Problem:
Copy out each line of the entries where the word "below" is present.

Material for this exercise:
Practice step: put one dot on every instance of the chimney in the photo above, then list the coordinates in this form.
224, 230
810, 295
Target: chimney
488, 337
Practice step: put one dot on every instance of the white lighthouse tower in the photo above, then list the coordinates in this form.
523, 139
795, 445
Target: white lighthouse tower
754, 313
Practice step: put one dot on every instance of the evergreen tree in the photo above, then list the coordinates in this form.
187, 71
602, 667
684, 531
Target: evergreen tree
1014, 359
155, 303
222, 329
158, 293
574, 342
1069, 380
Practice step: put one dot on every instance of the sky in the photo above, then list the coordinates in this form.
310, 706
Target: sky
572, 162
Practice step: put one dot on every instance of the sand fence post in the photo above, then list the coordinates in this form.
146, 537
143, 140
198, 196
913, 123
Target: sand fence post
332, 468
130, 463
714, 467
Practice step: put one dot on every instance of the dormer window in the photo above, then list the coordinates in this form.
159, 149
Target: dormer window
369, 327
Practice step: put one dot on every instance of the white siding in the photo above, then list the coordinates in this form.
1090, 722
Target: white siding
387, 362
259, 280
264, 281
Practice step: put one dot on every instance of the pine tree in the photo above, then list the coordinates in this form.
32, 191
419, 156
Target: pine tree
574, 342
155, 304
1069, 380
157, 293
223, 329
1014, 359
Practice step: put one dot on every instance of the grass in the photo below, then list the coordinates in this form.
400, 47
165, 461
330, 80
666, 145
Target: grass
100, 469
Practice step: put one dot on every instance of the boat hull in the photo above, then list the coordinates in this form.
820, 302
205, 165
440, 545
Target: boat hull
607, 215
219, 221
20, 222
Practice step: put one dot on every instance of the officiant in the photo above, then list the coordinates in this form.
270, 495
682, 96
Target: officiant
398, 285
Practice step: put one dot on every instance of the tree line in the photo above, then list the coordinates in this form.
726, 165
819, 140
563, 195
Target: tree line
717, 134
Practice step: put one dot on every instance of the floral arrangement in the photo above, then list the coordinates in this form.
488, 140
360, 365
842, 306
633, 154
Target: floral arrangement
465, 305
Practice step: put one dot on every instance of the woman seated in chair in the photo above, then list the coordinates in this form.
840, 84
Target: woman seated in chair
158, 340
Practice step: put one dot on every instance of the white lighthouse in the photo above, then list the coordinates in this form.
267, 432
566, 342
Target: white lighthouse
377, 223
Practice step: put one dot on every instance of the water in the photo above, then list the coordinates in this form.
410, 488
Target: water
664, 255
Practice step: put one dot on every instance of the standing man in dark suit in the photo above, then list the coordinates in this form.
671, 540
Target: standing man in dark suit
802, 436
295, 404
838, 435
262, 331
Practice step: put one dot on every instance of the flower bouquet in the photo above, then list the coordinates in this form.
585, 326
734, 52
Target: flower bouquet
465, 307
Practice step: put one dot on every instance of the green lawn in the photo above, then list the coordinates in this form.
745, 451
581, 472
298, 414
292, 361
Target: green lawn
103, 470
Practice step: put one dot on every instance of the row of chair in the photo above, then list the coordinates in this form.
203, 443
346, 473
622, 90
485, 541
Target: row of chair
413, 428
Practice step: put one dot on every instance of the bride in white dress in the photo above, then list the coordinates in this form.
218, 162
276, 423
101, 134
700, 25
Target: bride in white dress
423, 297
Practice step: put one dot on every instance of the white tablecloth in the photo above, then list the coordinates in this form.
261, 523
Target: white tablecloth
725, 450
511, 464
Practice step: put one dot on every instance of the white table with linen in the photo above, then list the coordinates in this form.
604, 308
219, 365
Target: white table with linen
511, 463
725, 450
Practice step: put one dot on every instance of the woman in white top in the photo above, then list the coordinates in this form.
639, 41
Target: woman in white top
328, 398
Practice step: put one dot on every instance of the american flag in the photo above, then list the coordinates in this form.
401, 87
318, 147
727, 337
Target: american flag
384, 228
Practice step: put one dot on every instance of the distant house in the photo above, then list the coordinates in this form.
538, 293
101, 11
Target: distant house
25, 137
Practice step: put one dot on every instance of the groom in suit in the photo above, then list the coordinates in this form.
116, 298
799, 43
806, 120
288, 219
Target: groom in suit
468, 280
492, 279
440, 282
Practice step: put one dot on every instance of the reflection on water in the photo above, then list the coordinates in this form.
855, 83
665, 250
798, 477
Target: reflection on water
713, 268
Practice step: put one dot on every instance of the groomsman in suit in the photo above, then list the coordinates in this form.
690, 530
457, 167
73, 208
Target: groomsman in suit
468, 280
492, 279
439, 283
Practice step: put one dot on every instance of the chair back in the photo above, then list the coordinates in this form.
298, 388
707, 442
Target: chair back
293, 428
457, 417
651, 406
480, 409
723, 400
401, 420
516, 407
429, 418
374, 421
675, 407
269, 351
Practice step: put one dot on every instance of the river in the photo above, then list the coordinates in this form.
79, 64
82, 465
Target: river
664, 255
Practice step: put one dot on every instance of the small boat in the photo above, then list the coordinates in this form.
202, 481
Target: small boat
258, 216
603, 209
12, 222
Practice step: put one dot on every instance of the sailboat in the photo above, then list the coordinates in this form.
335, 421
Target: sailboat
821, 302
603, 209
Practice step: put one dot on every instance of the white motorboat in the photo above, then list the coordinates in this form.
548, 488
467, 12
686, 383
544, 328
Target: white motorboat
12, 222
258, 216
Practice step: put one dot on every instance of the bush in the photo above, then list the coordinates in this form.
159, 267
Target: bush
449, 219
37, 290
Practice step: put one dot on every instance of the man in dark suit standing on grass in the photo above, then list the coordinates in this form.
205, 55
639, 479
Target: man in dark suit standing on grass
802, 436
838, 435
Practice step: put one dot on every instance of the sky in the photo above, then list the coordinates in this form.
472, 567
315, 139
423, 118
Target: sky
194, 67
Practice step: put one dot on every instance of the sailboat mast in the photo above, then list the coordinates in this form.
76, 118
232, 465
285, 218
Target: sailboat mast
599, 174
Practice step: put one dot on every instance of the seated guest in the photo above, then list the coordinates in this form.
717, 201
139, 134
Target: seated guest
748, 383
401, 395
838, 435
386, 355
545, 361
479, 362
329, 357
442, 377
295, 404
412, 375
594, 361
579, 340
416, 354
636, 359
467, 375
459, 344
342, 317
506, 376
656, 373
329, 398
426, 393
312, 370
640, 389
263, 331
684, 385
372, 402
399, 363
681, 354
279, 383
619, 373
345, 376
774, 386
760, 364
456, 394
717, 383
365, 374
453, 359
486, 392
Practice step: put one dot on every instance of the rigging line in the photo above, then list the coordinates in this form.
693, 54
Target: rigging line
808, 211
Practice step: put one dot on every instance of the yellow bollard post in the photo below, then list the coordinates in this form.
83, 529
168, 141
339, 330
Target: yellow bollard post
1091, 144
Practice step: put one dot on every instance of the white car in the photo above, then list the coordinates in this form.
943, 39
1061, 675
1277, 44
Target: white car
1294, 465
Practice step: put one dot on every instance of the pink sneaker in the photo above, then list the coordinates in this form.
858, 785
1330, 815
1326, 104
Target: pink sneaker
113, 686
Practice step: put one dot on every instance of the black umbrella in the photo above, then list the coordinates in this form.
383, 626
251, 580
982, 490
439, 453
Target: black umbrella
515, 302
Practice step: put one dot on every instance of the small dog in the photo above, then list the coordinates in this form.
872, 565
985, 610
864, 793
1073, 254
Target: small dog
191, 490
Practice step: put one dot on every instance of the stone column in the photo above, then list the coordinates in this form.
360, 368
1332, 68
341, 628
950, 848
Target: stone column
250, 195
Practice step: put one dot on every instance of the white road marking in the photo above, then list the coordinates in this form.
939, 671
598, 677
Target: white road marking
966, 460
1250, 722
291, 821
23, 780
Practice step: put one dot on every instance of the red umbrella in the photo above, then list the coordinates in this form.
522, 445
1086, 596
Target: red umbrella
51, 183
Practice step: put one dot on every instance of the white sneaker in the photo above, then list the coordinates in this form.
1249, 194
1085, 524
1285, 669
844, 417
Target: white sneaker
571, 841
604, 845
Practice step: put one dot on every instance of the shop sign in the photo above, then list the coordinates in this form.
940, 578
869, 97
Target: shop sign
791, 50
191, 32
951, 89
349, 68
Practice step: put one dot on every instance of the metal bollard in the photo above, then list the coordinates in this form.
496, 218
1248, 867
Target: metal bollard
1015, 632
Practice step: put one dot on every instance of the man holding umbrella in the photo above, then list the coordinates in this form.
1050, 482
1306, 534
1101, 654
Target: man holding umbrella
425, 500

Worked solution:
Practice step: put one dot on every instance of the grass in the photo below, then list the coordinates in this form.
Practice step: put one dot on every instance of the yellow bollard post in the photo below, then list the coordinates in this form.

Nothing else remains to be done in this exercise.